**Exercise details**
Reproduce all of the rows below, requests included, but shift every coordinate in the answers by adding 49 to it. Leave the pictures out.

**Pointing dataset excerpts**
_ _ _ _ _
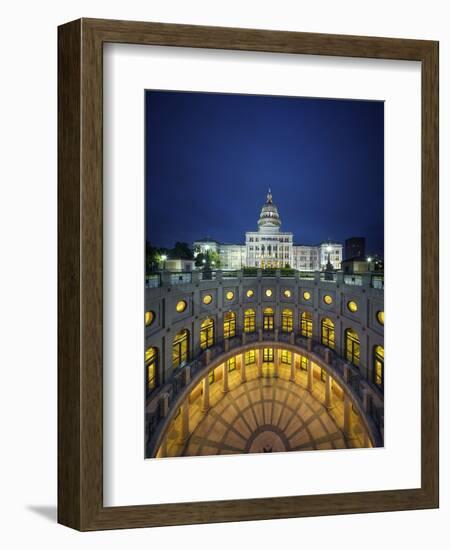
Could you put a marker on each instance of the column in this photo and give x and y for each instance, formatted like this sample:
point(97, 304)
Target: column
point(260, 357)
point(205, 394)
point(225, 378)
point(163, 448)
point(292, 377)
point(243, 368)
point(184, 432)
point(348, 428)
point(328, 392)
point(310, 386)
point(366, 440)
_ _ _ _ _
**Response to the exercise**
Could you put a marker on each instance of the column in this photo and give x and y for each instance, formatted like this sample:
point(97, 304)
Target: column
point(309, 406)
point(254, 443)
point(274, 427)
point(212, 497)
point(341, 426)
point(292, 417)
point(233, 481)
point(397, 477)
point(377, 441)
point(359, 435)
point(415, 489)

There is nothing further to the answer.